* **ACTIVITY**:
Write all of the lines below out again, exactly as they stand.

*** Begin section ***

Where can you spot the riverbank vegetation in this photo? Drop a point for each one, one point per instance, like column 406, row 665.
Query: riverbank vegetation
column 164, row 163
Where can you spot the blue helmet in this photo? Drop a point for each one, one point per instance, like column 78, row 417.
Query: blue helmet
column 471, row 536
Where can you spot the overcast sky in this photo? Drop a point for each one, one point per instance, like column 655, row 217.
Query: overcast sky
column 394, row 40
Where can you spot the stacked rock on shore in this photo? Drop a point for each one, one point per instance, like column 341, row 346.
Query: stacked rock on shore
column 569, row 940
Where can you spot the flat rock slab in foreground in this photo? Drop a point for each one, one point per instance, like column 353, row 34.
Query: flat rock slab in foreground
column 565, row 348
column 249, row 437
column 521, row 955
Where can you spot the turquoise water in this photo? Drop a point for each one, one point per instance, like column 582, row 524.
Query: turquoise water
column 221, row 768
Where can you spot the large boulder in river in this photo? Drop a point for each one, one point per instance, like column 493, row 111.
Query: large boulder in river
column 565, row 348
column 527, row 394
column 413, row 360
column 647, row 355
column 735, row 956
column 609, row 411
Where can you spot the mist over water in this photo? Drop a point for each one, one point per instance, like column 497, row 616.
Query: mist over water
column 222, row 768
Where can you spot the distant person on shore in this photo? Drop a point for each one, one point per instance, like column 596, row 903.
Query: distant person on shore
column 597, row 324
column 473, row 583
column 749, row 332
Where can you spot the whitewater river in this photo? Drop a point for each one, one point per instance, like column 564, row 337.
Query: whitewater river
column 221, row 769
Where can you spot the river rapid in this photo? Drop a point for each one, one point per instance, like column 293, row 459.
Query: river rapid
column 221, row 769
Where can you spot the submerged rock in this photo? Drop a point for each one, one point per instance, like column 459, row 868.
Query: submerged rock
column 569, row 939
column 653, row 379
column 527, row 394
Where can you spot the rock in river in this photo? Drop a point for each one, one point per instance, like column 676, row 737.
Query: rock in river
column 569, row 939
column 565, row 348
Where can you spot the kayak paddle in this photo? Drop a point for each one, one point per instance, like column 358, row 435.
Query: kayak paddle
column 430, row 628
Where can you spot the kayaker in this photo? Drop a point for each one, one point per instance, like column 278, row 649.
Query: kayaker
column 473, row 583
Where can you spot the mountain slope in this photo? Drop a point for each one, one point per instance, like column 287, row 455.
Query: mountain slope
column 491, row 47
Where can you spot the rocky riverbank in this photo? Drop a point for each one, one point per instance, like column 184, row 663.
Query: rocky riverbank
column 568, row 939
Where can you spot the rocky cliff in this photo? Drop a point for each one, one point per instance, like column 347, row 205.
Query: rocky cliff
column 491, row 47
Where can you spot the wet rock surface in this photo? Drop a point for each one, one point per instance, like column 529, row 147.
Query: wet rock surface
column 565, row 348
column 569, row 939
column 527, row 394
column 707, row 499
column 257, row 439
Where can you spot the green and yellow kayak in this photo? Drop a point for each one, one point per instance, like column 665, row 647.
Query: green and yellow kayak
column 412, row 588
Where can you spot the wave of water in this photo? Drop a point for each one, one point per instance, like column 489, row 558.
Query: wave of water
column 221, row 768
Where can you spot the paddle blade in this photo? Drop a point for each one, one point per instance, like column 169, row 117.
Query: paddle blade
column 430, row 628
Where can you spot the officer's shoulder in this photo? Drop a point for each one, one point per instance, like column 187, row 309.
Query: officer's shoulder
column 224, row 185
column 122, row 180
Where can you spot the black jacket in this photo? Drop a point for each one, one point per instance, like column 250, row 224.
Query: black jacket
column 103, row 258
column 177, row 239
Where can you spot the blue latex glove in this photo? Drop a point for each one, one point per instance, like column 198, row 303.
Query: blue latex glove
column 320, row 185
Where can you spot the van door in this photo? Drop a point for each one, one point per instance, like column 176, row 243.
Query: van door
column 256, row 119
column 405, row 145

*** End section ***

* **RESPONSE**:
Where can you spot the riverbank vegetation in this photo? Drop a point for each one, one point per instance, like column 406, row 665.
Query: riverbank vegetation
column 164, row 163
Where can you spot the blue helmet in this photo? Drop a point for each one, one point per instance, like column 78, row 417.
Query: blue helmet
column 471, row 536
Where can you spot the overcast sky in this photo? Drop a point for each one, one point per instance, like column 655, row 217.
Query: overcast sky
column 394, row 40
Where can you spot the stacked rock on shore in this photo? Drop a point for each one, one point per instance, like column 341, row 346.
Query: stacked rock on shore
column 569, row 940
Where can you spot the flat rock slab in foreground in this photo? Drop a point for each one, one point per instance, like column 353, row 34.
Query: flat rock slab in foreground
column 565, row 348
column 249, row 437
column 521, row 955
Where can you spot the turquoise water in this photo? Drop a point for each one, one point per instance, like column 582, row 524.
Query: turquoise water
column 221, row 768
Where can you spot the large boulder in river in this photo? Drop a point for each one, one point per instance, like column 493, row 111.
Query: large boulder in river
column 565, row 348
column 527, row 394
column 413, row 360
column 647, row 355
column 735, row 956
column 609, row 411
Where can you spot the mist over water in this photo? Drop a point for each one, one point per instance, like column 497, row 616.
Query: mist over water
column 222, row 768
Where can you spot the distant person on shore in this photo? Drop a point for each one, one point per instance, like column 596, row 903.
Query: distant person on shore
column 597, row 324
column 473, row 583
column 749, row 332
Where can you spot the whitewater river in this photo? Drop a point for each one, one point per instance, like column 564, row 337.
Query: whitewater river
column 221, row 769
Where can you spot the river rapid in this photo? Drop a point for each one, one point per instance, like column 293, row 459.
Query: river rapid
column 221, row 769
Where can you spot the submerged rock in this photo? Drop a point for each one, one point per instance, like column 459, row 868.
Query: submerged rock
column 569, row 939
column 653, row 379
column 527, row 394
Where can you spot the rock in river in this photo? Drop a point for each one, one point per instance, like column 676, row 737.
Query: rock in river
column 569, row 939
column 565, row 348
Where can you spot the kayak paddle in this photo? Drop a point for each one, one point per instance, like column 358, row 435.
Query: kayak paddle
column 430, row 628
Where can you spot the kayaker in this photo? Drop a point for each one, one point per instance, like column 278, row 649.
Query: kayaker
column 473, row 583
Where can you spot the mountain slope in this photo? Drop a point for each one, one point per instance, like column 287, row 455.
Query: mountain slope
column 491, row 47
Where can you spot the rocky riverbank in this photo? Drop a point for each one, one point per instance, like column 184, row 663.
Query: rocky riverbank
column 568, row 939
Where can you spot the rocky cliff in this photo? Drop a point for each one, one point per instance, like column 347, row 205.
Query: rocky cliff
column 491, row 47
Where can you spot the wet rock surface in this photo? Drop a point for each one, one point per instance, like column 529, row 147.
Query: wet rock surface
column 565, row 348
column 569, row 939
column 527, row 394
column 707, row 499
column 257, row 439
Where can you spot the green and yellow kayak in this photo? Drop a point for each one, one point per instance, like column 665, row 647.
Query: green and yellow kayak
column 412, row 588
Where can you spot the wave of water in this photo? Drop a point for each one, one point per instance, like column 489, row 558.
Query: wave of water
column 221, row 768
Where can you spot the paddle blade in this photo? Drop a point for each one, one point per instance, like column 169, row 117.
Query: paddle blade
column 430, row 628
Where can you spot the officer's shoulder in this photo? Drop a point for each one, one point per instance, like column 187, row 309.
Query: officer's shoulder
column 224, row 185
column 122, row 180
Where can you spot the black jacket in this photo? Drop a point for each one, one point per instance, like column 250, row 224.
Query: black jacket
column 103, row 258
column 177, row 239
Where can you spot the blue latex glove in this photo? Drop a point for each one, one point per instance, like column 198, row 303.
Query: blue latex glove
column 320, row 185
Where can you spot the van door in this photo? Drop a point for each one, one point per instance, like column 176, row 243.
Query: van door
column 256, row 119
column 405, row 145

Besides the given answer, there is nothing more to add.